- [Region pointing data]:
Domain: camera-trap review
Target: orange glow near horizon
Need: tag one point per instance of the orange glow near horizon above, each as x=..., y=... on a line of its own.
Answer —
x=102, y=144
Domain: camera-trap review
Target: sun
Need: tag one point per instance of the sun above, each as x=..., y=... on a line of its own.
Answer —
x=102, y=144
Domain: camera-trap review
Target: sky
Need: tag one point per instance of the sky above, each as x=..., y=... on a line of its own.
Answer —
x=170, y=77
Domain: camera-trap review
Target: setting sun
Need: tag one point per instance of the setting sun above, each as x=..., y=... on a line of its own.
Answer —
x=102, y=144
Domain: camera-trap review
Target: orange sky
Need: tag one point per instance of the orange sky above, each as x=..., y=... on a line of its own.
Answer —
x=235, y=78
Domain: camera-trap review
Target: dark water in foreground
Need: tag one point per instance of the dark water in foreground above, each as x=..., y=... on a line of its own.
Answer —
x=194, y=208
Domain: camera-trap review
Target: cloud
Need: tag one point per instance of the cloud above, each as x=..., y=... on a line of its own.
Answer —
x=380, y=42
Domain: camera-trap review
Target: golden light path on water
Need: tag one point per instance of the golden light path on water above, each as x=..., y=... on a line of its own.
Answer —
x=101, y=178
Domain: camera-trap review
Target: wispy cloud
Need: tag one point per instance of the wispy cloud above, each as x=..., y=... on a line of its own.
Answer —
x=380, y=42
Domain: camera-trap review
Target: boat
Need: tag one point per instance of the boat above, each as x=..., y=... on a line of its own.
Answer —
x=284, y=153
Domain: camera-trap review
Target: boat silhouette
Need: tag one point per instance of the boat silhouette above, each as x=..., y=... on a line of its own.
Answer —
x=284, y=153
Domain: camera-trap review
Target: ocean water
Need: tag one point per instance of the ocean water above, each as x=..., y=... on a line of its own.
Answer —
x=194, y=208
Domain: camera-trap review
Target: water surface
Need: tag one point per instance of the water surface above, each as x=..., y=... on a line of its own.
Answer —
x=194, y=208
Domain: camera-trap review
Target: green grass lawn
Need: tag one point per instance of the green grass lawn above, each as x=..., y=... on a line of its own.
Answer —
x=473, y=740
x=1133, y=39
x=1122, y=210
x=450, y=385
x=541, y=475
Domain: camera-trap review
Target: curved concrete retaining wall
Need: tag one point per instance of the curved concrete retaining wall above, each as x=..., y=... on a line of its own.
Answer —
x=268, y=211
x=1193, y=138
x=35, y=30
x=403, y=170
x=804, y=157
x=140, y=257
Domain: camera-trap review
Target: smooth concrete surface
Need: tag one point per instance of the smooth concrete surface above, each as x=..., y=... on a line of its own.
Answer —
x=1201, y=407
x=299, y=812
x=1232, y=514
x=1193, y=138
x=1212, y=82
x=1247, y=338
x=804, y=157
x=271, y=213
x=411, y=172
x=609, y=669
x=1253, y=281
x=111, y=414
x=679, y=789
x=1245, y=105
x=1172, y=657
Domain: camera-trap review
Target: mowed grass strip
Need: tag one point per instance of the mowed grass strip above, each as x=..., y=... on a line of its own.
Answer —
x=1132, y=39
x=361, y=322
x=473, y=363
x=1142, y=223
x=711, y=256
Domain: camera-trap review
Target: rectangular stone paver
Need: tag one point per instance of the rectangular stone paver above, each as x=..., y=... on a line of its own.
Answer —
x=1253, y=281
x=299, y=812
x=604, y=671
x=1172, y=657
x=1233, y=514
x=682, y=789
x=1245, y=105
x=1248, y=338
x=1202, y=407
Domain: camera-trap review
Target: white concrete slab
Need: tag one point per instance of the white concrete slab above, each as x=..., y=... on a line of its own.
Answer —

- [Your assignment]:
Make a copy of each line in the records that has the word "green".

- [Expected output]:
Target: green grass lawn
Need: tag one point per instance of the green grass lawn above, each as x=..., y=... on a line of its own.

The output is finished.